Task list:
**a.** Copy the school garden article word for word from "How can a school" through "on our schools.".
**b.** In the school garden article, how long is each watering duty stint that Grout's parent volunteers sign up for?

Given text:
How can a school garden survive this pandemic? It takes courageous educators, some determined parents and a lot of community support. Here’s an inner-city school garden that just keeps on giving, despite the blocks and hurdles that the COVID-19 pandemic has imposed on our schools.
The Garden Club at Daniel A. Grout Elementary School in southeast Portland, Oregon has stayed active in keeping their school’s garden alive. Grout’s garden was chosen last year as a winner of Gardening Know How’s school sponsorship award. GKH grants just 20 awards each year, and this one was a clear winner. Grout Elementary is a Title 1 low-income school that enjoys a highly diverse student population – so diverse that there are 20 different languages spoken.
In addition to the dedicated teachers, volunteers and PTA parents in the Grout Garden Club, a local organization called Grow Portland helps keep the area’s school gardens thriving. Grout’s garden is structured as a learning experience as well as a seriously productive project mission. The reward in a normal school year comes, of course, from the young students who actively dig, plant, weed, taste and learn.
The Grout PTA hired Grow Portland to ensure high-quality, culturally responsive garden education is provided to all the K-3 students. In a normal school year, Grow Portland’s garden educator visits the school monthly and provides an opportunity for kids to connect to the natural world and healthy food. The kids get their hands dirty with planting, weeding and hands-on observation and outdoor classroom learning. Students get tuned into plant life, pollinators and sustainable gardening, in addition to the rewards of tasting the fresh vegetables they grew.
This year, with no students onsite and a reduced staff, the garden easily could have failed, but Grow Portland saw the opportunity to have the garden produce food for students in need. The typical garden work parties haven’t been an option during the pandemic. So, people who support the garden, like Erica Keeley, co-chair of the Grout Garden Club, implemented a system where Grout’s parent volunteers sign up for two-week watering duty stints. They also organized a special sign-up sheet for volunteers to help with specific cleanup tasks like weeding, compost maintenance and vegetation cutting on a staggered schedule to maintain social distancing. Collectively, they’ve made sure the garden continues to produce, in spite of COVID.

Referring expression data:
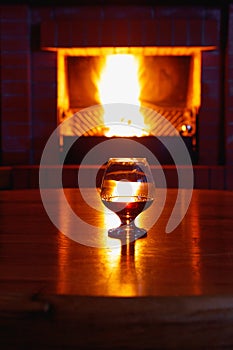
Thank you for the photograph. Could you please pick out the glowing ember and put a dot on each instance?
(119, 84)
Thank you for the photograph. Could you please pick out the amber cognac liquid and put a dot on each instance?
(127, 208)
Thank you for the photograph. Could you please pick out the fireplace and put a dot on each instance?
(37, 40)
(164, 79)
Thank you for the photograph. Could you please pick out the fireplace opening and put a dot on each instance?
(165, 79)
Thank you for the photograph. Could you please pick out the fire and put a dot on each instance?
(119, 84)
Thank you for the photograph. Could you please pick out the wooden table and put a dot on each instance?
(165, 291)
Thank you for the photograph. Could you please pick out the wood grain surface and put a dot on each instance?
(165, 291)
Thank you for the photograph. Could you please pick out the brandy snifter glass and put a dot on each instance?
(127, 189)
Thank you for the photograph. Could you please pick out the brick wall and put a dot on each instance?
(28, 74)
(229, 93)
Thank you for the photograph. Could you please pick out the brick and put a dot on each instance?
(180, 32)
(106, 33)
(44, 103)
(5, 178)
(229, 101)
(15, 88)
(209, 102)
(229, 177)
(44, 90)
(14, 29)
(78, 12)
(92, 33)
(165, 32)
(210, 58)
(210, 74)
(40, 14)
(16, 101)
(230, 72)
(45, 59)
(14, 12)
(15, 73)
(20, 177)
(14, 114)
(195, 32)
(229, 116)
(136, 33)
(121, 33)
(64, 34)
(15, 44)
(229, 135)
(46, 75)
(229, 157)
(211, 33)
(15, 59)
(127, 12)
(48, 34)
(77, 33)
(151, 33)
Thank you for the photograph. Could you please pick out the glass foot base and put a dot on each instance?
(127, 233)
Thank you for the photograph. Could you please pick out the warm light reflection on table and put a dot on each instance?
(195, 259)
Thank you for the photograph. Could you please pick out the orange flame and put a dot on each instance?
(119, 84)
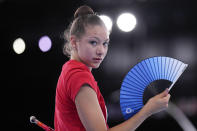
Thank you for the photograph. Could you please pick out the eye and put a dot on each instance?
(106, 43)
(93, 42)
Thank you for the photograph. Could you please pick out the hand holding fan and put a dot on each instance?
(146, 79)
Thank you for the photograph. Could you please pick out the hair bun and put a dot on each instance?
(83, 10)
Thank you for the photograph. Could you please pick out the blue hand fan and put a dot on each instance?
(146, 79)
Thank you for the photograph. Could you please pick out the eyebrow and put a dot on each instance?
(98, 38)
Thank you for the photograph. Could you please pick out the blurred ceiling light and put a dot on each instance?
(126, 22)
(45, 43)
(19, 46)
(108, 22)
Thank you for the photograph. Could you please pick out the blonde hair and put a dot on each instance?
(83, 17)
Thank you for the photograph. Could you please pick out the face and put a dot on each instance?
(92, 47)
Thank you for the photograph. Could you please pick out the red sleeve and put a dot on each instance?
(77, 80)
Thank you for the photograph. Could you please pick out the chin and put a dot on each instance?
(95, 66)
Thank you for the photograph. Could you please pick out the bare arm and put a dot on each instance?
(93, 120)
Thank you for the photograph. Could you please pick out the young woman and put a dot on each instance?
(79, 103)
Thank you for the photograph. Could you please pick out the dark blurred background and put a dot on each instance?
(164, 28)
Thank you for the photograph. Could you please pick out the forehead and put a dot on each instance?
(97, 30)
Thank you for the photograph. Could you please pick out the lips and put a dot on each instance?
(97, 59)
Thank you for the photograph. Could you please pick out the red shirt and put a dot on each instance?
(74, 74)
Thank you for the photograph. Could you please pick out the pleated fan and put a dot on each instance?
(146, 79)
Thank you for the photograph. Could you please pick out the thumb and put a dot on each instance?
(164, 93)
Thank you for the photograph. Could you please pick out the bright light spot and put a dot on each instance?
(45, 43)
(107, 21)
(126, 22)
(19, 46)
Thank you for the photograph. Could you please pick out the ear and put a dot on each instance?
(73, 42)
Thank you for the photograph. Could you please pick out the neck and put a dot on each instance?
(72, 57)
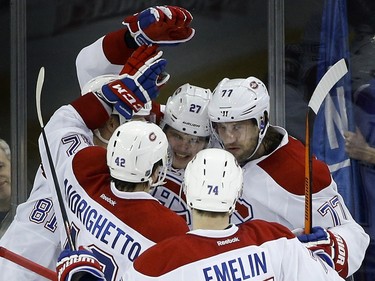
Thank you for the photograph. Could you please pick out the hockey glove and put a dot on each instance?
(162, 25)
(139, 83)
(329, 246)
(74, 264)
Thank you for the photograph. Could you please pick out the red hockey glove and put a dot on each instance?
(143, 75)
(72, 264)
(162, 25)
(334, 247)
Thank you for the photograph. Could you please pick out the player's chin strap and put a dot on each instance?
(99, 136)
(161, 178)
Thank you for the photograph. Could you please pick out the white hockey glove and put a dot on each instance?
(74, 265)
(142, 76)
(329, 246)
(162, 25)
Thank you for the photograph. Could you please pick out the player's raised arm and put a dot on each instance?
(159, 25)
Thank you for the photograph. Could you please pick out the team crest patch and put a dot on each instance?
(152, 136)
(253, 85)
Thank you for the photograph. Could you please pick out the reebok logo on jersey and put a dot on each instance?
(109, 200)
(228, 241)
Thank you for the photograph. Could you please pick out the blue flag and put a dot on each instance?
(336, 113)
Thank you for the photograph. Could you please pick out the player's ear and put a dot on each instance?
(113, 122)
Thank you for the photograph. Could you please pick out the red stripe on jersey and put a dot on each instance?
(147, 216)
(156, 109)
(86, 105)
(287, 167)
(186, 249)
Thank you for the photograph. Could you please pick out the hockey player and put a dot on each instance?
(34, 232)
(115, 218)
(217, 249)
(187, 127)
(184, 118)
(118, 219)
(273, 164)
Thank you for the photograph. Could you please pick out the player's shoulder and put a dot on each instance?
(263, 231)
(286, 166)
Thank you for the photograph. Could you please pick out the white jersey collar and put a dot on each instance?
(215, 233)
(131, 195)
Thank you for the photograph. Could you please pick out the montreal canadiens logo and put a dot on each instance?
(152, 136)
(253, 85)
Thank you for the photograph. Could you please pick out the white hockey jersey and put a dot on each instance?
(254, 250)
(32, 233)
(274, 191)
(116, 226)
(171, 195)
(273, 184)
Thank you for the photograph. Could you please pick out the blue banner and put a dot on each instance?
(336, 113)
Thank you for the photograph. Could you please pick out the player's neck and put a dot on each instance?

Responses by item number:
**a.**
How can a school garden survive this pandemic? It takes courageous educators, some determined parents and a lot of community support. Here’s an inner-city school garden that just keeps on giving, despite the blocks and hurdles that the COVID-19 pandemic has imposed on our schools.

**b.** Each stint lasts two weeks.